◆ DESKRIPSI SOAL ◆
Tentukan apakah setiap pernyataan berikut sesuai dengan blok teks di bawah. Jawab ya atau tidak, lalu sertakan kutipan persis kata-kata penentunya dari blok teks itu.
1. Lirik yang dikutip berbicara tentang cinta ‘monyet’.
2. Pink Sweats mengajak orang untuk tetap mencintai dalam situasi buruk.
3. Menurut blok teks, cinta dalam lirik tersebut berakhir sebelum akhir hayat.

◆ BLOK TEKS ◆
◇ ◇ ◇ ◇

Simak salah satu penggalan lirik di lagu “At My Worst”. I need somebody who can love me at my worst/No, I\'m not perfect, but I hope you see my worth. Atau di lagu “17”. So promise you\'ll never change/And I\'ll always be the same/We\'ll be dancing the same groove/When we\'re ninety-two, the same as seventeen.
Liriknya bicara tentang cinta. Tapi jelas bukan cinta ‘monyet’. Ini adalah tentang cinta tanpa syarat, tentang cinta yang terus ada hingga akhir hayat. “Aku ingin menyampaikan pertanyaan ini kepada semua orang. Jangan hanya mencintai dalam situasi baik-baik saja. Tapi tetap mencintai dalam situasi buruk,” kata Pink Sweats.

◇ ◇ ◇ ◇

◆ INFORMASI TEREKSTRAKSI ◆
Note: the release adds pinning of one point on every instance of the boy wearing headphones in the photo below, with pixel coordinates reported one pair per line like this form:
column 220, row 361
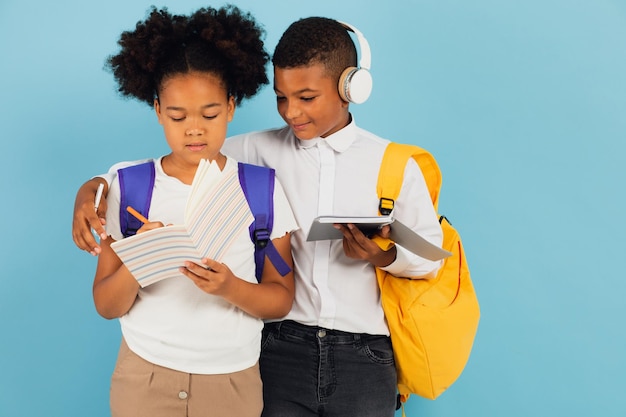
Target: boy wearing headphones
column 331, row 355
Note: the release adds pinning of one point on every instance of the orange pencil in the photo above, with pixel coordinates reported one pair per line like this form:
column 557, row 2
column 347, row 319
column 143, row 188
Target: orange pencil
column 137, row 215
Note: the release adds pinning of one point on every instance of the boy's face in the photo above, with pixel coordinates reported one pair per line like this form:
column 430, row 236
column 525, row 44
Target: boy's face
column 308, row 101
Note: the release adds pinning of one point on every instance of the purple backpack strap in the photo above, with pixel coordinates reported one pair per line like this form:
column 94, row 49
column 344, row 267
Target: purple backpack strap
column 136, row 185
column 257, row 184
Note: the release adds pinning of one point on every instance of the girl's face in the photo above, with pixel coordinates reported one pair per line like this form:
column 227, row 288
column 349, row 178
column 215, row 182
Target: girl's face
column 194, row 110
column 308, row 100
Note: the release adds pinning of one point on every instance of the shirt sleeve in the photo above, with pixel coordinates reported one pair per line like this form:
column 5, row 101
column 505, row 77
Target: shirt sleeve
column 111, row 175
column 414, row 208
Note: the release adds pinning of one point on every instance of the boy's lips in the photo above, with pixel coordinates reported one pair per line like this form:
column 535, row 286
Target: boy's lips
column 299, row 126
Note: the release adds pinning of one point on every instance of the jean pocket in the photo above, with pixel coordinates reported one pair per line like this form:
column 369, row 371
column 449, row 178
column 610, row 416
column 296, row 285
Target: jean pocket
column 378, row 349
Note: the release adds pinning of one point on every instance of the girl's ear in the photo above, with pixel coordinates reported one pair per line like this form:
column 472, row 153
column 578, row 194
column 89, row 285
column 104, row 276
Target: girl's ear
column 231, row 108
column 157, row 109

◇ ◇ ◇ ◇

◆ HASIL LATIHAN ◆
1. Tidak: "Tapi jelas bukan cinta ‘monyet’."
2. Ya: "Tapi tetap mencintai dalam situasi buruk"
3. Tidak: "tentang cinta yang terus ada hingga akhir hayat"